** TASK OBJECTIVE **
How many lines in the rows below contain the string "find"? Reply with the number alone.

**** ITEMS

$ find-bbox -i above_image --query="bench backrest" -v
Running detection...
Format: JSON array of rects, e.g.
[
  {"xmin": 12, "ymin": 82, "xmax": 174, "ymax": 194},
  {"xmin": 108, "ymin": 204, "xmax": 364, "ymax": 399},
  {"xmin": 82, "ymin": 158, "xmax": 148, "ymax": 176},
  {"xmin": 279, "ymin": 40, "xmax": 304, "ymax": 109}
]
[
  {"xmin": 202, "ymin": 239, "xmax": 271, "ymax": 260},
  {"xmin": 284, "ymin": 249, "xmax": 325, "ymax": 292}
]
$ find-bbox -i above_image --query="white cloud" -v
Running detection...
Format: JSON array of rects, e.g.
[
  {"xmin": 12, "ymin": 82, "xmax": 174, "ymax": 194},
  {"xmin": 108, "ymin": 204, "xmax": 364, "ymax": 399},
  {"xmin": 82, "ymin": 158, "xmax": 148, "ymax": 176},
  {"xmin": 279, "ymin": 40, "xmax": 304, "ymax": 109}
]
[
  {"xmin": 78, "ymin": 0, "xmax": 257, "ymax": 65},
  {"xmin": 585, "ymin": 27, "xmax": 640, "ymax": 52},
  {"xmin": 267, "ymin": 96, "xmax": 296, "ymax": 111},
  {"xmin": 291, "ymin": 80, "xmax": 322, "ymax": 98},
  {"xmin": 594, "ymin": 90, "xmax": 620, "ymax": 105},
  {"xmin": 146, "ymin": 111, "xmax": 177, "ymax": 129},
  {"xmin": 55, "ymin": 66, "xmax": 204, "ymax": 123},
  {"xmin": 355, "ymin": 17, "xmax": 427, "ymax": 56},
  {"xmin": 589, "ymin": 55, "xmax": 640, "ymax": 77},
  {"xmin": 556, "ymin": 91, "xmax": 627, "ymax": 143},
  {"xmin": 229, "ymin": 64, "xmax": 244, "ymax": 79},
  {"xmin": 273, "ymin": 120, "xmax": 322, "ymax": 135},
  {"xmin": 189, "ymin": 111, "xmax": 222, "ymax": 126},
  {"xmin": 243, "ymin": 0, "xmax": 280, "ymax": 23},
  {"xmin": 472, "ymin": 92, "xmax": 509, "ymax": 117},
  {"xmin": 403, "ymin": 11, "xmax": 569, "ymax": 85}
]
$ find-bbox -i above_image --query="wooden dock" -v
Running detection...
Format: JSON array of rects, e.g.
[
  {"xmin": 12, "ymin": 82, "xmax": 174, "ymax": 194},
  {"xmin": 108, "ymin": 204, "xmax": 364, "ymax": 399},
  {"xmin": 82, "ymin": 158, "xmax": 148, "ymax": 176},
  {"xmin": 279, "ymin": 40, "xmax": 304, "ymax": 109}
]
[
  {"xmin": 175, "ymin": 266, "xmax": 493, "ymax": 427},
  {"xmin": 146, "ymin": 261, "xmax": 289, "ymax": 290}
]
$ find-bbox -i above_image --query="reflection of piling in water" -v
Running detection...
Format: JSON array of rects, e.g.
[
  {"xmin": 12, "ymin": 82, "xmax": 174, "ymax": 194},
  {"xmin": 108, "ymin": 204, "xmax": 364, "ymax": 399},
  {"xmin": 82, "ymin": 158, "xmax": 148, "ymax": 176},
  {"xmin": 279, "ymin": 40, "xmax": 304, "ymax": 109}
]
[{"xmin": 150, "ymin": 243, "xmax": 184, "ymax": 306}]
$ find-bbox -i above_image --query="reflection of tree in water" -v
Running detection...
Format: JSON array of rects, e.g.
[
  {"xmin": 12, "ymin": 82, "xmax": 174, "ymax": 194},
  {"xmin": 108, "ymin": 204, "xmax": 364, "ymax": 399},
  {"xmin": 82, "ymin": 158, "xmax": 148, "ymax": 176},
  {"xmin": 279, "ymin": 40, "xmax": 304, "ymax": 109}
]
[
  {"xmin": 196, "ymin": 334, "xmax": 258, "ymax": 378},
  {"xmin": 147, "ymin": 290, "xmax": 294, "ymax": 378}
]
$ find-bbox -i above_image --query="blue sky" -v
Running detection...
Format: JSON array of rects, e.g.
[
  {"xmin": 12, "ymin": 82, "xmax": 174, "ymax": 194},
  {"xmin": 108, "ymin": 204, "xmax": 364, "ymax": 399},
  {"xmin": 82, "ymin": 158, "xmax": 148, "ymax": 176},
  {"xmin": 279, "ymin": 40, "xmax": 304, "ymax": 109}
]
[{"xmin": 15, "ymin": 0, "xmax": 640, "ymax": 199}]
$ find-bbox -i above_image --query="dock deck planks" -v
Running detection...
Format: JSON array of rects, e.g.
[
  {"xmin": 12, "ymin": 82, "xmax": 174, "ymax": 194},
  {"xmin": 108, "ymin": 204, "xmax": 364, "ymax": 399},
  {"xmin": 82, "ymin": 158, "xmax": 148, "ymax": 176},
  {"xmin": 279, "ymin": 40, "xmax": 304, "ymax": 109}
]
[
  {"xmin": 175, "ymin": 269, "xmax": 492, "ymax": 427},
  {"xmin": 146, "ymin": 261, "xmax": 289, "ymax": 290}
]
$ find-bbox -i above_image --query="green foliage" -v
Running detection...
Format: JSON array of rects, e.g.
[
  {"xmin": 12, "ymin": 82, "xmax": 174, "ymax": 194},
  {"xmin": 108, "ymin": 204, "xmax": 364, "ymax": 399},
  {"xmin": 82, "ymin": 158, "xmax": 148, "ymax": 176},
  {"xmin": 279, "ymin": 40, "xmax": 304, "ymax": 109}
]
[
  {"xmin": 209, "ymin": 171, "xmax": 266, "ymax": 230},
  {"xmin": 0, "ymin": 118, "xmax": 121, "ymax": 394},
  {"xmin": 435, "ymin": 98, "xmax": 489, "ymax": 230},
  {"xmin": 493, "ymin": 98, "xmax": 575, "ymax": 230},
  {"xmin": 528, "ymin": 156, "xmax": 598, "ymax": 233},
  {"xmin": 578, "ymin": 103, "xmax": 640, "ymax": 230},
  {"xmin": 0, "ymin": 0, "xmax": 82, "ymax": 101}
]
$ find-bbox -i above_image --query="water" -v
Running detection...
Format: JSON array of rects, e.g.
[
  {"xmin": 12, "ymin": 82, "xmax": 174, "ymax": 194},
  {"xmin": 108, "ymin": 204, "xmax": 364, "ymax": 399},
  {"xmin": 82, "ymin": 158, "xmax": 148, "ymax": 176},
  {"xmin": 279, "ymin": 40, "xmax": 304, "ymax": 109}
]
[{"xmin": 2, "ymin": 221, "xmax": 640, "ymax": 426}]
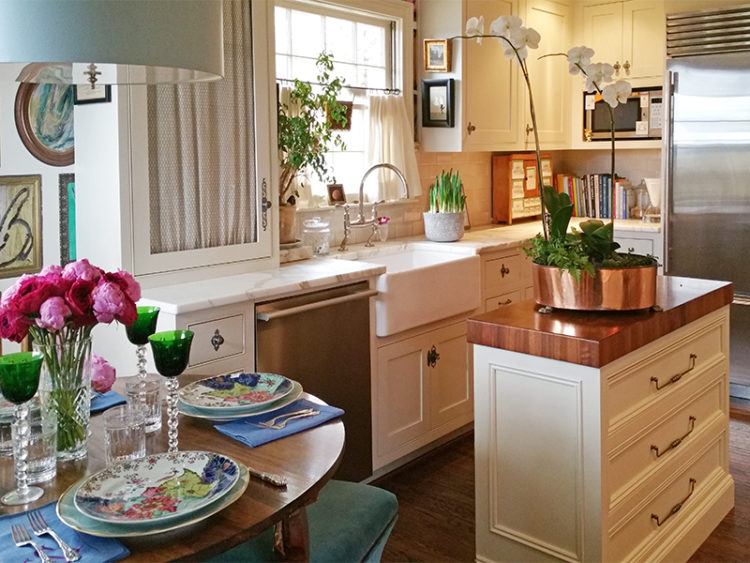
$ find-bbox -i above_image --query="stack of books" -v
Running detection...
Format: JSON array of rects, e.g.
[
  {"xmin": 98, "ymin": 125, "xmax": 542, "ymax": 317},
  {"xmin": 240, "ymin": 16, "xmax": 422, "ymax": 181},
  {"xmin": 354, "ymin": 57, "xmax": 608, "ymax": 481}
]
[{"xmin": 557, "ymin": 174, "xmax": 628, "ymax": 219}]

********

** WORKED SOLUTION **
10